### Text to read
# New 14"+ Rhom from Pedro



## caffeinefizz (May 30, 2004)

I received my monster Rhom from Pedro today...This fish is absolutely enormous, probably the largest Piranha (any species) I have ever seen in person. Hats off again to Pedro for hooking me up with another GORGEOUS fish!

Sorry for the picture quality, I will post better ones once I get the chance


----------



## caffeinefizz (May 30, 2004)

#2


----------



## caffeinefizz (May 30, 2004)

#3


----------



## MR HARLEY (Aug 12, 2003)

How much was he ?

and what size tank you got him in


----------



## tecknik (Jul 18, 2003)

DAMM!!! Nice pickup


----------



## Red Eyes (Nov 25, 2003)

Congrats on picking up a monster!


----------



## caffeinefizz (May 30, 2004)

He is temporarily in a 100gal while I cycle a new 135gal...I would love to give him a 180gal, if I had the room.


----------



## Judazzz (Jan 13, 2003)

Holy sh*t!








That thing's a beast


----------



## LaZy (Jun 17, 2003)

mOnster rhom man nice pick up!!!


----------



## RhomZilla (Feb 12, 2003)

Im flabberghasted!!!!


----------



## caffeinefizz (May 30, 2004)

Thanks for the comments guys...He is still really boogered up from shipping, but he seems to be doing fine despite another shipping fiasco with Continental (only 30 hours late).


----------



## MR HARLEY (Aug 12, 2003)

caffeinefizz said:


> He is temporarily in a 100gal while I cycle a new 135gal...I would love to give him a 180gal, if I had the room.


 How much was he


----------



## ineedchanna (May 27, 2003)

nice!


----------



## SLANTED (Dec 7, 2003)

whoa, that is a bigass rhom.










Make sure to give us an update when he settles in.


----------



## Winkyee (Feb 17, 2003)

Looks like you got a great fish from Pedro








Very nice . Congrats


----------



## ViBE (Jul 22, 2003)

MOFO!

WOW!

I am speachless.


----------



## watermonst3rs (Feb 15, 2004)

HOLY JESUS!! I am speechless.


----------



## joefromcanada (Apr 16, 2004)

very very nice


----------



## caffeinefizz (May 30, 2004)

A few more...


----------



## caffeinefizz (May 30, 2004)

last one


----------



## ineedchanna (May 27, 2003)

GOOD LORD! THATS A HUGE FACE!

HOW IS HIS TEMPER?


----------



## LaZy (Jun 17, 2003)

damMM Nicer pics


----------



## Judazzz (Jan 13, 2003)

Dude, did you ever consider a webcam?


----------



## Atlanta Braves Baby! (Mar 12, 2003)

Wow that is a nice specimen there! How much was he?


----------



## camotekid (Sep 21, 2003)

The last pic is very amazing. He's a friggin hulk for me.


----------



## illnino (Mar 6, 2004)

very very nice rhom.


----------



## SerraNBAPygo (Jun 8, 2004)

nice rhom, what was the price tag on him.


----------



## Lonald (Jan 10, 2004)

very nice


----------



## Genin (Feb 4, 2003)

awesome rhom you have there. those pictures are great.

[Point annotation records]
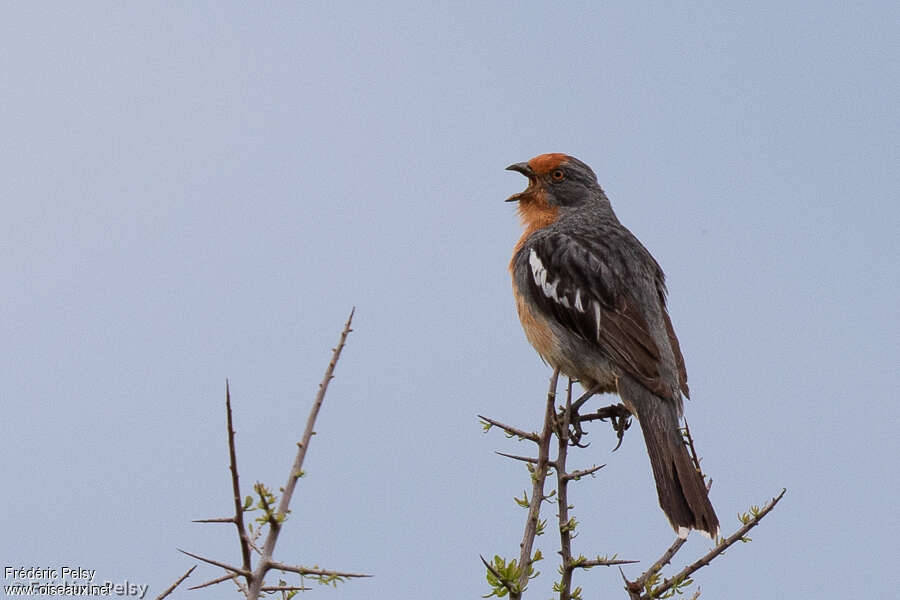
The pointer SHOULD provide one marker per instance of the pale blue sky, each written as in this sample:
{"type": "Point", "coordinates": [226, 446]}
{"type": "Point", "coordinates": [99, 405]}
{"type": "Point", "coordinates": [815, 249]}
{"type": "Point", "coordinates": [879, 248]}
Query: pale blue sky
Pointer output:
{"type": "Point", "coordinates": [198, 191]}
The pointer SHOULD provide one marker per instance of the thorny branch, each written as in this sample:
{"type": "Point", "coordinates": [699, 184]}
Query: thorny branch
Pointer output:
{"type": "Point", "coordinates": [724, 544]}
{"type": "Point", "coordinates": [253, 578]}
{"type": "Point", "coordinates": [564, 424]}
{"type": "Point", "coordinates": [178, 581]}
{"type": "Point", "coordinates": [537, 488]}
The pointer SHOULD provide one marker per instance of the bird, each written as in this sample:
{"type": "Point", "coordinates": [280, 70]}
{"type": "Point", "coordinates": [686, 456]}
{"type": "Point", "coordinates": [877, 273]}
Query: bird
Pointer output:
{"type": "Point", "coordinates": [592, 302]}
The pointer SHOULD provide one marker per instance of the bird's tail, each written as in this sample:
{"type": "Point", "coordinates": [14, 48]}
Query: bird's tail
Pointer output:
{"type": "Point", "coordinates": [679, 484]}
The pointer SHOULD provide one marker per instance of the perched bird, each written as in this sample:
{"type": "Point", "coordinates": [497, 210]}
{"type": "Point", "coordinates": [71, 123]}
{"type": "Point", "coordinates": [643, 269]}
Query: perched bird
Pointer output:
{"type": "Point", "coordinates": [592, 302]}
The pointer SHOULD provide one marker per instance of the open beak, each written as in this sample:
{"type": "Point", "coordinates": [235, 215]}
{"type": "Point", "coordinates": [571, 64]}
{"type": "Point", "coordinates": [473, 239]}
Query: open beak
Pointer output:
{"type": "Point", "coordinates": [525, 170]}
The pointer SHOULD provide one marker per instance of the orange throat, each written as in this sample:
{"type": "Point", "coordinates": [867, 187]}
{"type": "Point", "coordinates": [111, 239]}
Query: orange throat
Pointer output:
{"type": "Point", "coordinates": [535, 214]}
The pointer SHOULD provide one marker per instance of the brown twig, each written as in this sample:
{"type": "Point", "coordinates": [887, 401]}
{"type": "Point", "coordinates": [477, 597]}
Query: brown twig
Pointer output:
{"type": "Point", "coordinates": [178, 581]}
{"type": "Point", "coordinates": [216, 563]}
{"type": "Point", "coordinates": [537, 489]}
{"type": "Point", "coordinates": [712, 554]}
{"type": "Point", "coordinates": [602, 562]}
{"type": "Point", "coordinates": [236, 487]}
{"type": "Point", "coordinates": [562, 497]}
{"type": "Point", "coordinates": [512, 431]}
{"type": "Point", "coordinates": [214, 581]}
{"type": "Point", "coordinates": [527, 459]}
{"type": "Point", "coordinates": [314, 571]}
{"type": "Point", "coordinates": [265, 559]}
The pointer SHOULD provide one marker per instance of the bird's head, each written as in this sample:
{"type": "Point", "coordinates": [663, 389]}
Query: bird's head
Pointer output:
{"type": "Point", "coordinates": [556, 180]}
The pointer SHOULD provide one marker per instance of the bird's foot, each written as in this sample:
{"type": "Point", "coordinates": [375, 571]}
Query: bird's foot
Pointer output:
{"type": "Point", "coordinates": [618, 415]}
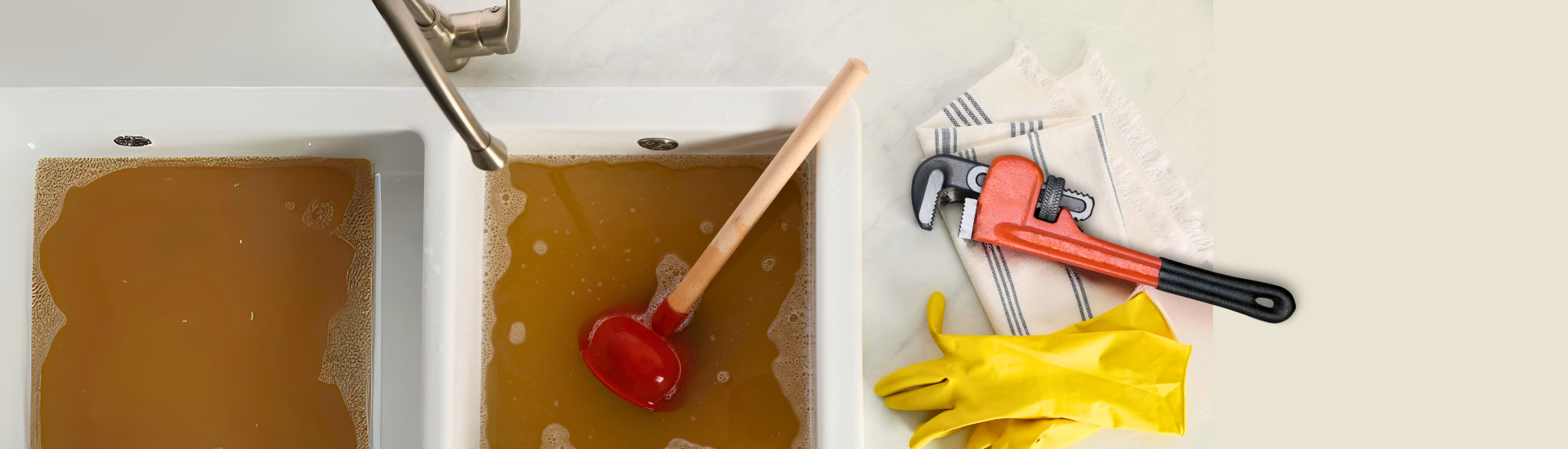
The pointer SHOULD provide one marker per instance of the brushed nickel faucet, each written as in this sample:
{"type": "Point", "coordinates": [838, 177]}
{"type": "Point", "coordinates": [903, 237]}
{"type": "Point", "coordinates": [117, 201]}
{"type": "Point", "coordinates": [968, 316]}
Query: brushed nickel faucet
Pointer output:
{"type": "Point", "coordinates": [435, 42]}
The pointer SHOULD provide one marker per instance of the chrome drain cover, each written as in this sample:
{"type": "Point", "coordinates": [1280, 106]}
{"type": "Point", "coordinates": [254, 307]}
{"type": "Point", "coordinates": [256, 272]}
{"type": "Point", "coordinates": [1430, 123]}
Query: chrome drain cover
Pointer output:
{"type": "Point", "coordinates": [657, 143]}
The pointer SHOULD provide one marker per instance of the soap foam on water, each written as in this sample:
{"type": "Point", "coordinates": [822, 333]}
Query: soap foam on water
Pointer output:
{"type": "Point", "coordinates": [518, 333]}
{"type": "Point", "coordinates": [792, 330]}
{"type": "Point", "coordinates": [346, 361]}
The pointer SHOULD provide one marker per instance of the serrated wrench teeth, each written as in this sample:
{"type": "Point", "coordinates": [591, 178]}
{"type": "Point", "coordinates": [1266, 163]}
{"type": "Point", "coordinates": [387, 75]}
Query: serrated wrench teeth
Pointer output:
{"type": "Point", "coordinates": [1079, 214]}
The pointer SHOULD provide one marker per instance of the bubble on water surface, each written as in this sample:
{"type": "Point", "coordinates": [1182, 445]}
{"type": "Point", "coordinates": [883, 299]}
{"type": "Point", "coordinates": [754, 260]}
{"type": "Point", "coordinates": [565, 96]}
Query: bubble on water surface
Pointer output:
{"type": "Point", "coordinates": [518, 333]}
{"type": "Point", "coordinates": [556, 436]}
{"type": "Point", "coordinates": [319, 214]}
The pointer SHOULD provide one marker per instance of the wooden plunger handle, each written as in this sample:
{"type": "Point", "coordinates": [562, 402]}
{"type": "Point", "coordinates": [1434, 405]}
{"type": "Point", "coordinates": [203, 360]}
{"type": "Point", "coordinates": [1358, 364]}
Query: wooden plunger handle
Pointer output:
{"type": "Point", "coordinates": [769, 186]}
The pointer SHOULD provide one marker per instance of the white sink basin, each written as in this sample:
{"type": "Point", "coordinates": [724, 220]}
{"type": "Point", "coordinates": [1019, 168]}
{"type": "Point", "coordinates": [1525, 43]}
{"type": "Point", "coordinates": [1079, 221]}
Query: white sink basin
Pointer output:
{"type": "Point", "coordinates": [430, 212]}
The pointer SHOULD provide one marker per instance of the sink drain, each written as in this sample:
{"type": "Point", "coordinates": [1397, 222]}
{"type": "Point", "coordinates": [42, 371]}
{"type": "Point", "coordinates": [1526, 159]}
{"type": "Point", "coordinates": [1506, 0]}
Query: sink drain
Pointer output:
{"type": "Point", "coordinates": [657, 143]}
{"type": "Point", "coordinates": [132, 140]}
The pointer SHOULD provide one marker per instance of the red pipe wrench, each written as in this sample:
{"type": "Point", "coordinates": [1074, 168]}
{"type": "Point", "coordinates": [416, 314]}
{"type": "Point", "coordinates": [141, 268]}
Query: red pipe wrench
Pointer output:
{"type": "Point", "coordinates": [1005, 212]}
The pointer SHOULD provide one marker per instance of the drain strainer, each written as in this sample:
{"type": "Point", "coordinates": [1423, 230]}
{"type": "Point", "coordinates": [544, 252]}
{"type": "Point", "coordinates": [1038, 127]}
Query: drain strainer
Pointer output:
{"type": "Point", "coordinates": [132, 140]}
{"type": "Point", "coordinates": [657, 143]}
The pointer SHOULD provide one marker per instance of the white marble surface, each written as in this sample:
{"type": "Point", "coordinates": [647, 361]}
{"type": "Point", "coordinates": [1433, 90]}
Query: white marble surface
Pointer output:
{"type": "Point", "coordinates": [921, 54]}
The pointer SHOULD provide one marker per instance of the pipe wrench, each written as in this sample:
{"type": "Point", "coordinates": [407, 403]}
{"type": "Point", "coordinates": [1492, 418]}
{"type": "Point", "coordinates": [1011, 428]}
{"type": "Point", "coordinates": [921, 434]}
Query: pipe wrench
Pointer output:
{"type": "Point", "coordinates": [1002, 206]}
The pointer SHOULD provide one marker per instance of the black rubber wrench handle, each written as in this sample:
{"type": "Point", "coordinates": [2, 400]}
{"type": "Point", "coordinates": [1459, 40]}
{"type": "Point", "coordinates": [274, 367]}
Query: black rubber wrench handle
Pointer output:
{"type": "Point", "coordinates": [1236, 294]}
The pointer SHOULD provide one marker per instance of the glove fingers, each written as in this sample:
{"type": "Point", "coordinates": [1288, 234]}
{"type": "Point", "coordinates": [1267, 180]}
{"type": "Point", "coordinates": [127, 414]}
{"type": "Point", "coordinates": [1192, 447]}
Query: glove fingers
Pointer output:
{"type": "Point", "coordinates": [1045, 433]}
{"type": "Point", "coordinates": [987, 433]}
{"type": "Point", "coordinates": [914, 375]}
{"type": "Point", "coordinates": [927, 397]}
{"type": "Point", "coordinates": [946, 422]}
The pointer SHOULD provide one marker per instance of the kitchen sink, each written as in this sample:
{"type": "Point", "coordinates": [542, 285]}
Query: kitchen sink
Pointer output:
{"type": "Point", "coordinates": [430, 212]}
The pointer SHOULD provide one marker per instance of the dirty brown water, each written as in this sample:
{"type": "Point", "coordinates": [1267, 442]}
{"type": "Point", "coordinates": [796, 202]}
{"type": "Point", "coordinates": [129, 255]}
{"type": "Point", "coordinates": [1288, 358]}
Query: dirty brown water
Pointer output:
{"type": "Point", "coordinates": [574, 236]}
{"type": "Point", "coordinates": [203, 303]}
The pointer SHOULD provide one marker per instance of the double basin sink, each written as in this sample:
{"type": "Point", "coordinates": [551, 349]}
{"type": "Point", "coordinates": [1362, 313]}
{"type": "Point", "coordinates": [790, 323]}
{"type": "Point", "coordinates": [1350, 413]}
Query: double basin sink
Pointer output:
{"type": "Point", "coordinates": [425, 389]}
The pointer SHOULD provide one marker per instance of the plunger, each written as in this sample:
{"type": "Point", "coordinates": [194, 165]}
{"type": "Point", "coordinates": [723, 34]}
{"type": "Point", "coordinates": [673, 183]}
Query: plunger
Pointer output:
{"type": "Point", "coordinates": [631, 350]}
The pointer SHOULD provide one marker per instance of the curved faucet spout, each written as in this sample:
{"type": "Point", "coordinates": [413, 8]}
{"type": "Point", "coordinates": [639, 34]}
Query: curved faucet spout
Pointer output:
{"type": "Point", "coordinates": [487, 151]}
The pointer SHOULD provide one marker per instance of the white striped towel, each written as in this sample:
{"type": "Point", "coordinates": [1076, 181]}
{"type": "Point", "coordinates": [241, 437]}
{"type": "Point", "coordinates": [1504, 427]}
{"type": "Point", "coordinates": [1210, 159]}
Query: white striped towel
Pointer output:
{"type": "Point", "coordinates": [1079, 128]}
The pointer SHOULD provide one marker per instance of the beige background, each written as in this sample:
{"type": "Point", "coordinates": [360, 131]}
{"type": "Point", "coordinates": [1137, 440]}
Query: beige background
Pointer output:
{"type": "Point", "coordinates": [1397, 165]}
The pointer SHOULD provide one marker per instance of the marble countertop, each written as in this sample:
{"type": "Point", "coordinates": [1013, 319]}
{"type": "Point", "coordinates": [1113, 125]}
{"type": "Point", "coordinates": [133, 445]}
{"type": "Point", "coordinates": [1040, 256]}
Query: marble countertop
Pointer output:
{"type": "Point", "coordinates": [922, 54]}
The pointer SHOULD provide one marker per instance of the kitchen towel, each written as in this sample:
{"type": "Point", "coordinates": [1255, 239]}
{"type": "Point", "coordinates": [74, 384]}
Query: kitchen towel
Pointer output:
{"type": "Point", "coordinates": [1079, 128]}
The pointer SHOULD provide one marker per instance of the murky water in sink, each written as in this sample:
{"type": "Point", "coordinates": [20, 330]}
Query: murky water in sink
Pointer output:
{"type": "Point", "coordinates": [588, 233]}
{"type": "Point", "coordinates": [203, 302]}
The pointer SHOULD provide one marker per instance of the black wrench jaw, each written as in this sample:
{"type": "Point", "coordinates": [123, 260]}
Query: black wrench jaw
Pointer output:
{"type": "Point", "coordinates": [941, 179]}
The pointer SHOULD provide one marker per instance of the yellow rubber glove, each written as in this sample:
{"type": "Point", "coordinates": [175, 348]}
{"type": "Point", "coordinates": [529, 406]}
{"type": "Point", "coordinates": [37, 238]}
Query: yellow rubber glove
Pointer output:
{"type": "Point", "coordinates": [1137, 313]}
{"type": "Point", "coordinates": [1106, 371]}
{"type": "Point", "coordinates": [1029, 433]}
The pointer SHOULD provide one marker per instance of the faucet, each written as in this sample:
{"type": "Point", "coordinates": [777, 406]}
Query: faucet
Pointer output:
{"type": "Point", "coordinates": [435, 42]}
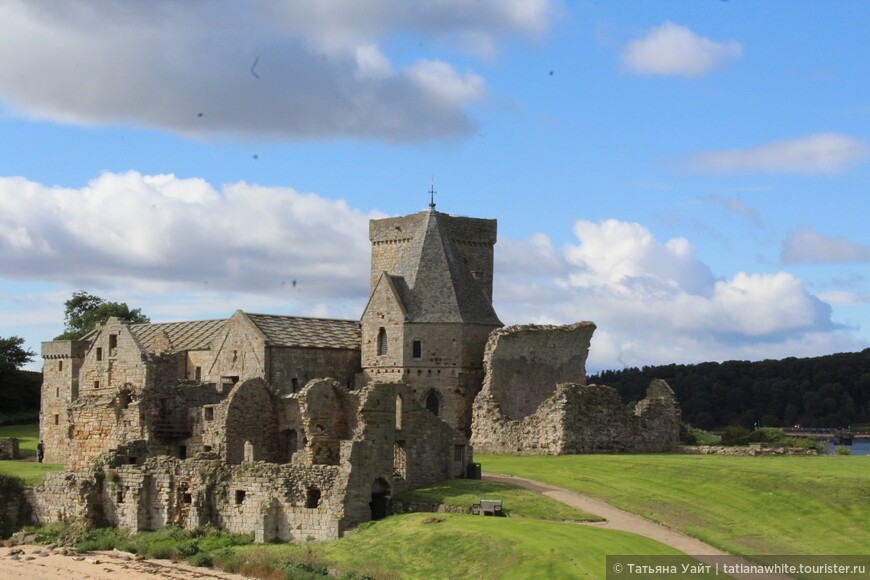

### What you will do
A) In the piranha thread, restate the paragraph beginning "I received my monster Rhom from Pedro today" as a short bulleted list that keeps its main facts.
B) Carry on the piranha thread from its final post.
The records have no connection to the piranha thread.

### Written responses
A)
- The Rhom from Pedro arrived today.
- It is enormous, probably the largest piranha of any species the poster has seen in person.
- The poster again credits Pedro for supplying another gorgeous fish.

B)
Joe

p.s. guys i don't think he likes the question about how much he costs. no matter how much it was, it's a great fish.


----------



## aquascape (Mar 16, 2003)

I told you he was a monster.







let us know how he does.
enjoy


----------



## Mr.P (Jul 14, 2003)

Kickass rhom dude, gotta love pedro, I love my fish from him.


----------



## mashunter18 (Jan 2, 2004)

Sweet fish man, big rhoms are awesome


----------



## JAC (Jan 19, 2004)

Awesome fish dude, can't wait until I get a tank to house one of those







.


----------



## MR.FREEZ (Jan 26, 2004)

*HOW MUCH WAS THE DAMN THING????????*








j/k man tough to express fustration on the forums i just seen it asked

a few times and thought id be a smart ass


----------



## thePACK (Jan 3, 2003)

very nice....congrads on owning suck a beauty..keep them pic coming..


----------



## Atlanta Braves Baby! (Mar 12, 2003)

well whatever it cost it is indeed nice


----------



## killfishygo (Jan 13, 2004)

OMG, THAT IS MASSIVE, very nice


----------



## Husky_Jim (May 26, 2003)

THis is a freaking monster!!!
















Congrads on your acquisition and keep us updated!!!!!!!


----------



## traumatic (Jan 29, 2003)

How nice! another KICKASS rhom. Good stuff man!

can't wait to see him in a month!


----------



## Tommy V (Jul 18, 2003)

can somebody pick my jaw up for me, it fell too far for me to reach when i saw him!


----------



## Brandtii (May 16, 2003)

Beautiful fish you got there man. Congratulations to you.
Hopefully I'll get a slightly smaller one someday if ever one of my tanks become free.

As for the price, generally when someone gets something relatively expensive they aren't comfortable letting the world know what they spent. If you want an idea, check out Pedro's posting of fish prices. He had a slightly smaller S Rhombeus listed there so that'll kind of give you guys some idea.


----------



## Xenon (Nov 15, 2002)

WOW! Nice RED eyes too!


----------



## hays98 (Mar 8, 2003)

very nice pick-up


----------



## DirtyJersey (Apr 28, 2004)

gorgeous.


----------



## t_h_e_s_a_c_k (Nov 16, 2003)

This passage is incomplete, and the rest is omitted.